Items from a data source
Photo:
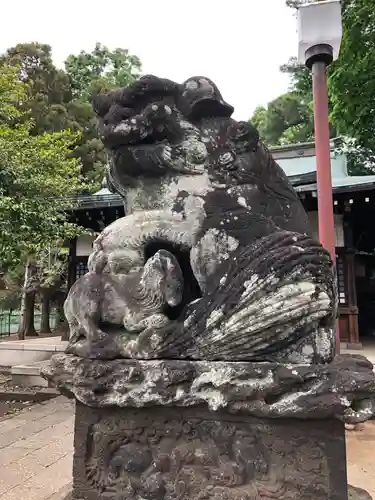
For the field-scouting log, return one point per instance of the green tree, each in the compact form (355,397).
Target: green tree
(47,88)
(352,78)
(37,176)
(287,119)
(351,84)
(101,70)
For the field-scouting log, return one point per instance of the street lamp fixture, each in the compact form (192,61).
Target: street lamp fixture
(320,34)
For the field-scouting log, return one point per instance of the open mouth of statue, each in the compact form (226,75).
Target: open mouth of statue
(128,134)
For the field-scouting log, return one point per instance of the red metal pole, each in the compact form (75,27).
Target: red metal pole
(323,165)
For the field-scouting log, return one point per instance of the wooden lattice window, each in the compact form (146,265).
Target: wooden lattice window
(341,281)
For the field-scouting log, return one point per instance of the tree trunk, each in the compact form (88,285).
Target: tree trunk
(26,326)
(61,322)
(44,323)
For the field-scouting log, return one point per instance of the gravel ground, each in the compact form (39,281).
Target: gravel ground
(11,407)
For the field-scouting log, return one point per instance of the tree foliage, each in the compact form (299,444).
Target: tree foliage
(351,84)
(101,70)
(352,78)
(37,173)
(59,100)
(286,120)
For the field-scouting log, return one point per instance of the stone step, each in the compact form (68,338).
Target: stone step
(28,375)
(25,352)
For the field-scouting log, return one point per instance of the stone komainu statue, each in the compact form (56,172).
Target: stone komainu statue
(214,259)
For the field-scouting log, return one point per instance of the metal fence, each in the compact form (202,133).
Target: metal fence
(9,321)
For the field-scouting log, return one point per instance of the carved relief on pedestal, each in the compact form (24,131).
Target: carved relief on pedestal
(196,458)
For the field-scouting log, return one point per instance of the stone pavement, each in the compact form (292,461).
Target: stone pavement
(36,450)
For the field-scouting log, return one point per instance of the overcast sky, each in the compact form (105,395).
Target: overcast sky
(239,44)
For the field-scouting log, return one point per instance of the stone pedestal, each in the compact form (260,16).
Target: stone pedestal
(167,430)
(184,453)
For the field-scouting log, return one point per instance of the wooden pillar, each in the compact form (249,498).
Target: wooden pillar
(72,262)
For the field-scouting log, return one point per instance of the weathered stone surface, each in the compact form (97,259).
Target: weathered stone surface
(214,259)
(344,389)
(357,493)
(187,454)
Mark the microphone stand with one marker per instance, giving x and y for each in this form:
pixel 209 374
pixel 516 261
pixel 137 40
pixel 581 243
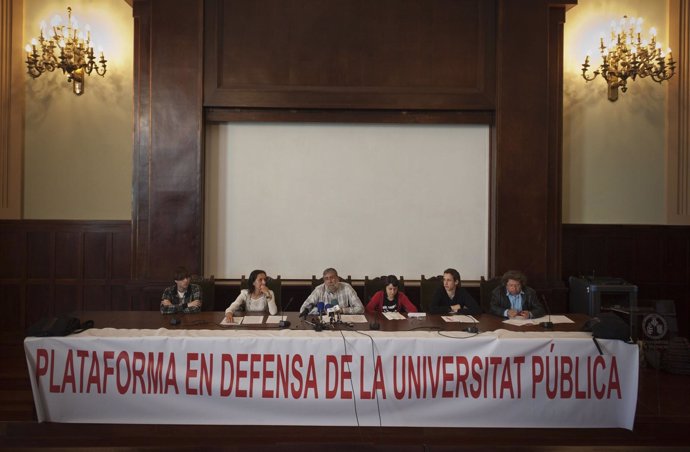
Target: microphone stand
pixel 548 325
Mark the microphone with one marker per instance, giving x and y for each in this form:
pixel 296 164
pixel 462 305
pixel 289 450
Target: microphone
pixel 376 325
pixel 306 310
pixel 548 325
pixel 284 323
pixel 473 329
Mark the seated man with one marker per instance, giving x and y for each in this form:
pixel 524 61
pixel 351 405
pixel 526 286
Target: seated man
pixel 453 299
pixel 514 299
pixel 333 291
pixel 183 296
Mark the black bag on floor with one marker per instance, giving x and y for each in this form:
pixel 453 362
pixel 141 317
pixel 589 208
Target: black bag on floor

**THE PROBLEM:**
Skip the pictures and output all entries exactly.

**COMPLETED EXERCISE:**
Photo:
For the field-scouting log, return one point per instance of the green tree, each in the compact form (355,397).
Target: green tree
(47,88)
(352,78)
(37,176)
(287,119)
(351,84)
(101,70)
For the field-scouting log, return one point per instance of the street lamp fixture, each in the compact form (192,61).
Target: street lamp fixture
(320,34)
For the field-scouting log, return one point per instance of the open mouth of statue, each in the compact form (226,75).
Target: open mouth of statue
(128,134)
For the field-scouting log, return one point per instance of the red metal pole, each in the compact form (75,27).
Target: red metal pole
(323,165)
For the field-scouting log, return one point per instance of the wooden lattice window, each in the compact form (146,265).
Target: wooden lattice window
(341,281)
For the field-scouting log, return one point per instance of the tree trunk, each in the compact form (88,285).
Target: tree trunk
(26,326)
(61,322)
(44,323)
For the field-scouting log, return one point per instance of the gravel ground, each in the compact form (39,281).
Target: gravel ground
(11,407)
For the field-scouting log, return one point per instance of the tree foliage, each in the compact form (299,444).
Target: tree foliage
(351,84)
(101,70)
(352,78)
(37,173)
(59,100)
(286,120)
For the field-scouting log, return one point per instance of the stone step, each in the compact form (68,338).
Target: stone step
(28,375)
(25,352)
For the field-scouting log, return one point per instance of the stone komainu statue, each in the compact form (56,172).
Target: stone komainu statue
(214,259)
For the field-scouting log, return one point per instance of the metal fence, each in the compact form (202,133).
Target: metal fence
(9,321)
For the field-scouting log, return one point per instance of the carved relief on pedestal, each in the compact form (24,131).
Target: carved relief on pedestal
(196,458)
For the field-scouting log, return one point per instance of the stone pavement, each in the compact form (292,461).
Target: stone pavement
(36,450)
For the field-scouting log, return one point per instance of the overcast sky, each in the compact form (105,395).
Target: overcast sky
(239,44)
For the field-scouting log, return one point per instance of the stone pedestal, each in the compact form (260,16).
Target: stone pedestal
(167,430)
(184,453)
For the field-scouting log, return one point per instance of the wooden pillar, each in the compact form (249,498).
Target: wooden pillar
(72,262)
For the field-scouting log, return one point per instance of the weathered stone surface, each in the compact form (97,259).
Target: weathered stone surface
(214,259)
(344,389)
(357,493)
(187,454)
Mark the microphone stand with one marker per instance, giving x and y for each in this form:
pixel 209 374
pixel 516 261
pixel 137 40
pixel 581 243
Target: microphone stand
pixel 548 325
Mark the microphone with one marker per instance, giving x and y for each in this form:
pixel 296 164
pixel 462 305
pixel 289 450
Target: microphone
pixel 376 325
pixel 306 310
pixel 548 325
pixel 284 323
pixel 473 329
Mark the seated man with one marker per instance, giving x and y for each in this form:
pixel 524 61
pixel 351 405
pixel 526 286
Target: seated man
pixel 453 299
pixel 514 299
pixel 333 291
pixel 183 296
Mark the black bag on floor with one marker per instance, giving x and y for each in this form:
pixel 453 362
pixel 141 317
pixel 589 208
Target: black bag on floor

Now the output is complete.